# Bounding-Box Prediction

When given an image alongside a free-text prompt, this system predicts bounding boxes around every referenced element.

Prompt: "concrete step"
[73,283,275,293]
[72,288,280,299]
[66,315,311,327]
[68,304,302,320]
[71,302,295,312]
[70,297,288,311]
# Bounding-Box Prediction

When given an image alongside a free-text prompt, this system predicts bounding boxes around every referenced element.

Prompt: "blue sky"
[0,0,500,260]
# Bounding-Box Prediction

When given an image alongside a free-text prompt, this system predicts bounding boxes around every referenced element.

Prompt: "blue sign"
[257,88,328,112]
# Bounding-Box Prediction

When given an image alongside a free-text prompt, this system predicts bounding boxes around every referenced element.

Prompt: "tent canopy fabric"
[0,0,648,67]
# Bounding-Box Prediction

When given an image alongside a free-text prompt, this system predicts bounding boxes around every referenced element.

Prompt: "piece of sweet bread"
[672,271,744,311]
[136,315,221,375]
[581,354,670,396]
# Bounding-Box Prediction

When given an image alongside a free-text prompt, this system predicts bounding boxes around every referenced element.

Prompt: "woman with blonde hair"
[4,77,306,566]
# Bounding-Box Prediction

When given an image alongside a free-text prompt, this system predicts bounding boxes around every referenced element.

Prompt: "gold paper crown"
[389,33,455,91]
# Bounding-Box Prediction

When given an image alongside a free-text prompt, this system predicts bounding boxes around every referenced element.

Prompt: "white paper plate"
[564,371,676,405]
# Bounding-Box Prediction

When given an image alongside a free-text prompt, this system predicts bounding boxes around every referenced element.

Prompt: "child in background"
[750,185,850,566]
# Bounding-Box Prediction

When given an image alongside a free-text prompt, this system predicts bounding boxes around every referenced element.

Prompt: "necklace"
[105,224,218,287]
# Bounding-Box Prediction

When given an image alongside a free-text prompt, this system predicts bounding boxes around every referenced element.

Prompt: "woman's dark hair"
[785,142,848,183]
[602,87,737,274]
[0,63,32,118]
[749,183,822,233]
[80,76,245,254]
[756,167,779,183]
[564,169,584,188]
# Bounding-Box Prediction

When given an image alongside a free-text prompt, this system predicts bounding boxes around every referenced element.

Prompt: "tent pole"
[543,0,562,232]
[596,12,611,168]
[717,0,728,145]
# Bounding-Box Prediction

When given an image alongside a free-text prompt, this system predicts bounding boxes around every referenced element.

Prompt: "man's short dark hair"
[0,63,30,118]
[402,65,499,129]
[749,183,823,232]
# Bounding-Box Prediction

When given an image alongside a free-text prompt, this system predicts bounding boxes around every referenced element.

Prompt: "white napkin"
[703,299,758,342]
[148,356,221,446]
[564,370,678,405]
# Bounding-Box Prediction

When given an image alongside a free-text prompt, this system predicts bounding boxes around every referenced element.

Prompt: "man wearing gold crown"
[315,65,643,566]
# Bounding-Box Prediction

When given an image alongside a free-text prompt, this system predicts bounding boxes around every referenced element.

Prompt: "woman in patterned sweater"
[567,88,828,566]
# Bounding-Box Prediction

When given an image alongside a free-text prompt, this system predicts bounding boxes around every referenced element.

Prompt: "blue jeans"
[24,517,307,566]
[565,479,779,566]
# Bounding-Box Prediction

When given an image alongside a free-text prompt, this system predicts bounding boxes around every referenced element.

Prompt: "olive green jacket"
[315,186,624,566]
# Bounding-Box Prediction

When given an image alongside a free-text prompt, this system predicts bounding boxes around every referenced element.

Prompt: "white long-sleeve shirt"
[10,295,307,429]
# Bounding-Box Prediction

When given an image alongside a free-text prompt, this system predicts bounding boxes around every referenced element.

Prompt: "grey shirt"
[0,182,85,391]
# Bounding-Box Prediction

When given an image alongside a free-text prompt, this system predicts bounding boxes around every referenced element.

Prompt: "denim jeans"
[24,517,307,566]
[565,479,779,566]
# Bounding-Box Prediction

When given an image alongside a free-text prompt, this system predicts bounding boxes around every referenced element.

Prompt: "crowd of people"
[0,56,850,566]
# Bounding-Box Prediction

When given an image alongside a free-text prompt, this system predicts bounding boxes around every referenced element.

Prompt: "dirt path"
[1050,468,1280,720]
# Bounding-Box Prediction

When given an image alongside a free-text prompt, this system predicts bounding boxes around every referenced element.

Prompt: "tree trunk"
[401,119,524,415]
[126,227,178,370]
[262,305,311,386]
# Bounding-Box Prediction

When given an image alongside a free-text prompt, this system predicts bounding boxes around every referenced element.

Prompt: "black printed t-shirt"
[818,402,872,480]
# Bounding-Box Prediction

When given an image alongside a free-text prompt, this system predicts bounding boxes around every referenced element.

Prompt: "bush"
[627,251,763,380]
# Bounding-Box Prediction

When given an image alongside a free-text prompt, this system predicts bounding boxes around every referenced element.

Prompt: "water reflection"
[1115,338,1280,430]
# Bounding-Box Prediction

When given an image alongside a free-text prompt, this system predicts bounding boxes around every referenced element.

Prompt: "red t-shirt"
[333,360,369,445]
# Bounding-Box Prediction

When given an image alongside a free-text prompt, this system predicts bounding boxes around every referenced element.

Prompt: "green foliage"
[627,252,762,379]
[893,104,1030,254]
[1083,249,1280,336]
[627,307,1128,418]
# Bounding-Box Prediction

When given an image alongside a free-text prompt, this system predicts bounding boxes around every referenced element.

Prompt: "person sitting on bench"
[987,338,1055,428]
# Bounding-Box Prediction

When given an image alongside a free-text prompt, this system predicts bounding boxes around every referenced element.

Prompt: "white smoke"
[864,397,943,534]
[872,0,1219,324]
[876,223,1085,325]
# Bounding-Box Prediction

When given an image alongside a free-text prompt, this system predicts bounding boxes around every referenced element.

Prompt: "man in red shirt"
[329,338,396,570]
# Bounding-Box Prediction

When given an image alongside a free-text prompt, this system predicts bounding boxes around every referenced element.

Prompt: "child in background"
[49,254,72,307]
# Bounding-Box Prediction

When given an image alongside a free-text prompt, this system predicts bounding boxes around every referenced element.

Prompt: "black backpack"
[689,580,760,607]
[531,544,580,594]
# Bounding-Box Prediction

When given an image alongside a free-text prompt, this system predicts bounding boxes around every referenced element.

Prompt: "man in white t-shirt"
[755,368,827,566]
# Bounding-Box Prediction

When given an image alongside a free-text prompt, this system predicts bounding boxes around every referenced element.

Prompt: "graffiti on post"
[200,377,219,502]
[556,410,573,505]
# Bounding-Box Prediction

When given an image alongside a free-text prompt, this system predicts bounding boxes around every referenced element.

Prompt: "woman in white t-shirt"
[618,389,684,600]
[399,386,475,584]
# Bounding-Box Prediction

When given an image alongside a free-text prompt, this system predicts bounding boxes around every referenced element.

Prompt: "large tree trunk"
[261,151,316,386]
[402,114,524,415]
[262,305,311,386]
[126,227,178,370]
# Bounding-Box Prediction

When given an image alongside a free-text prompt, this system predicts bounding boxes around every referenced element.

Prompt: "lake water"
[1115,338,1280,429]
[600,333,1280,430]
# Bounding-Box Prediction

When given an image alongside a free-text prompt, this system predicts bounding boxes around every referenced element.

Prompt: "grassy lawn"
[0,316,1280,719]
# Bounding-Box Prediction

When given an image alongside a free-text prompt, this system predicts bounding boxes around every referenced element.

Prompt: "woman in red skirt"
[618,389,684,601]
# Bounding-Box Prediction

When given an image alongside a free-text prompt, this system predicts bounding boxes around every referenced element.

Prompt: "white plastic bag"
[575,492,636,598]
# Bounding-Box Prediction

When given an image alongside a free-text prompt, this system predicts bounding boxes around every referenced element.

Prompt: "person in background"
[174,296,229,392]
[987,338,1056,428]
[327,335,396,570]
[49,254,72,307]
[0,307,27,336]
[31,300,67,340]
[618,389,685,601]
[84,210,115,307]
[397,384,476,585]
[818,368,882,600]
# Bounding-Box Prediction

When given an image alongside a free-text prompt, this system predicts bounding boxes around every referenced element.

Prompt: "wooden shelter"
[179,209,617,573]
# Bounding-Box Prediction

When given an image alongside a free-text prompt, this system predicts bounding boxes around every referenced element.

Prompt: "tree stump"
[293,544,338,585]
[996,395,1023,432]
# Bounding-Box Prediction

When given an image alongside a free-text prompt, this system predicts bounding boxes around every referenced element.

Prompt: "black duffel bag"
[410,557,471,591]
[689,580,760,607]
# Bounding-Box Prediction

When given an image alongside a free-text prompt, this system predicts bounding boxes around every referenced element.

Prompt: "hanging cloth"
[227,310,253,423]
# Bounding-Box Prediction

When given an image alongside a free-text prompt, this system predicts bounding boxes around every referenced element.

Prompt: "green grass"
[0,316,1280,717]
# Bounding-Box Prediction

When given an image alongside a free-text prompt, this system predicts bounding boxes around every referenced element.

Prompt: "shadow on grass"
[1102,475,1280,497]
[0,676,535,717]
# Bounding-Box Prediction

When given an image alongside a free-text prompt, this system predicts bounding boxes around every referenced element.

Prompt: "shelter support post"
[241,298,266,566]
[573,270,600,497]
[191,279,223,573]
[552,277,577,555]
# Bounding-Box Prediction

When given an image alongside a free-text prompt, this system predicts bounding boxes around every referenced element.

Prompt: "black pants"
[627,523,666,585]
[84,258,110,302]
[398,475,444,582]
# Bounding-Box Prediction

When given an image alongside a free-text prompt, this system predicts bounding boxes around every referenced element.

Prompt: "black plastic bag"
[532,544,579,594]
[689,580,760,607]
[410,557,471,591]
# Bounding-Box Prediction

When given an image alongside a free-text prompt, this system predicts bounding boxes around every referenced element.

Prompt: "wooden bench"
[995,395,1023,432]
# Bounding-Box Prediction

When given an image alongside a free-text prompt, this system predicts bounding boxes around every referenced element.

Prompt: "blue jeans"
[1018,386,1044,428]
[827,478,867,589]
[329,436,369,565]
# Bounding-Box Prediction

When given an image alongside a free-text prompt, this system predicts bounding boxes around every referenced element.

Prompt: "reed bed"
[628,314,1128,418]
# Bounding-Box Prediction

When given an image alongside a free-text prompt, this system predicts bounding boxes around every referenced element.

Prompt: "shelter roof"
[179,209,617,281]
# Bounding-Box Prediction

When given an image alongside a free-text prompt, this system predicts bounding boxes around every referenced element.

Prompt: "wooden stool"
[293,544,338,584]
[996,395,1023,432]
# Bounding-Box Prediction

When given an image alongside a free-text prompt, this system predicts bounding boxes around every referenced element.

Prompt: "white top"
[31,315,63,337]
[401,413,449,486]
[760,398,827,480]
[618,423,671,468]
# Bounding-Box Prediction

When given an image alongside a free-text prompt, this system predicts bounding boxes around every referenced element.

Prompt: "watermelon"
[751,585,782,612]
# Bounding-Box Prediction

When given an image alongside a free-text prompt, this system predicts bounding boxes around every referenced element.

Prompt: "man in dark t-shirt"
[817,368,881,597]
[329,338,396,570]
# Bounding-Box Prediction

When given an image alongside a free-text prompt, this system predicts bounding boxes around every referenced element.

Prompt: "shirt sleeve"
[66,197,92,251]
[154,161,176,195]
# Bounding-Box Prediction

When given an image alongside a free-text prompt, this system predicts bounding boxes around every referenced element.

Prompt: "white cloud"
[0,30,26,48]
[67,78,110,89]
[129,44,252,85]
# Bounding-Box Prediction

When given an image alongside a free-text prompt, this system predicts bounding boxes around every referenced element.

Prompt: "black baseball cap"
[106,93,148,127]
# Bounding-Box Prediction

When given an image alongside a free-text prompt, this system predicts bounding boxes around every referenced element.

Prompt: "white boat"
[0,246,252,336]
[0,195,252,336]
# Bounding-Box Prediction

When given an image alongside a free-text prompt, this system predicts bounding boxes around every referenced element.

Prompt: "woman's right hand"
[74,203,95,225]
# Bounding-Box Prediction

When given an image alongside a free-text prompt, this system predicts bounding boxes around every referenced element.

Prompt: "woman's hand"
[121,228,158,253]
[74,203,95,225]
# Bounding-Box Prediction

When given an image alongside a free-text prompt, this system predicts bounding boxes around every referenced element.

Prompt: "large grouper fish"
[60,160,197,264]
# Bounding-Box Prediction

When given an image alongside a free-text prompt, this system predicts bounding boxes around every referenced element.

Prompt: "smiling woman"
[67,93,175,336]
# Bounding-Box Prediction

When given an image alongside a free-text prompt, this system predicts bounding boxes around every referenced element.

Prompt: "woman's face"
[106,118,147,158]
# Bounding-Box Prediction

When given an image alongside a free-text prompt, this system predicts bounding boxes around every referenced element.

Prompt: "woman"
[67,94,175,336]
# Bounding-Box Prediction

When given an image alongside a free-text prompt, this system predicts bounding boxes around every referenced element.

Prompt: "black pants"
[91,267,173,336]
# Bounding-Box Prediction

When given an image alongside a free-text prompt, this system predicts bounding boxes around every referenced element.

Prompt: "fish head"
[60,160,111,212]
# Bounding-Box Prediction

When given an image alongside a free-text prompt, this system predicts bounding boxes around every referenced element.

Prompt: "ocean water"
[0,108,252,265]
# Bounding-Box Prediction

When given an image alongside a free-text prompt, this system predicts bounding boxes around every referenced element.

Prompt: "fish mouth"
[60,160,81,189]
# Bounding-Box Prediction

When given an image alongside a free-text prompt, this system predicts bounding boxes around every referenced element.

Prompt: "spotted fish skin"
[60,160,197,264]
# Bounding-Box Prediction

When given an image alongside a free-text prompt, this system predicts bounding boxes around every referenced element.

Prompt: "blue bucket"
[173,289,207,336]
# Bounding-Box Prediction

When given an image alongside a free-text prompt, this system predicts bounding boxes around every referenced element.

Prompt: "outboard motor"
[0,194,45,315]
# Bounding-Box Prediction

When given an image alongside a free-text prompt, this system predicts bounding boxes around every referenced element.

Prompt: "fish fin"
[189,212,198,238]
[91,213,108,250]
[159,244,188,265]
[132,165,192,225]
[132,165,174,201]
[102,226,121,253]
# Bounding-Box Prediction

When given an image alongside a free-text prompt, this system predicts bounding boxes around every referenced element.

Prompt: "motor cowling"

=====

→ Short problem: Please render the records as a two-column CSV with columns "record_text" and "answer", one row per record, starting at the beginning of the records and ending at the line that contains "[257,88,328,112]". Put each record's text and its answer in one quoted field each, with line breaks replaced by spaces.

→ Exercise result:
record_text,answer
"# Bounding-Box Prediction When given an image alongside a free-text prompt, this system predicts bounding boxes around every referenced element. Prompt: ""concrete step""","[73,283,275,293] [72,288,280,299] [66,315,311,327] [68,304,302,320] [71,302,295,312] [70,297,288,311]"
"# Bounding-Box Prediction When given an image alongside a free-text prompt, this system predicts bounding boxes around every referenced element. Prompt: ""blue sky""","[0,0,500,260]"
"# Bounding-Box Prediction When given an image alongside a free-text prompt, this system predicts bounding boxes around every referenced element. Prompt: ""blue sign""","[257,88,328,112]"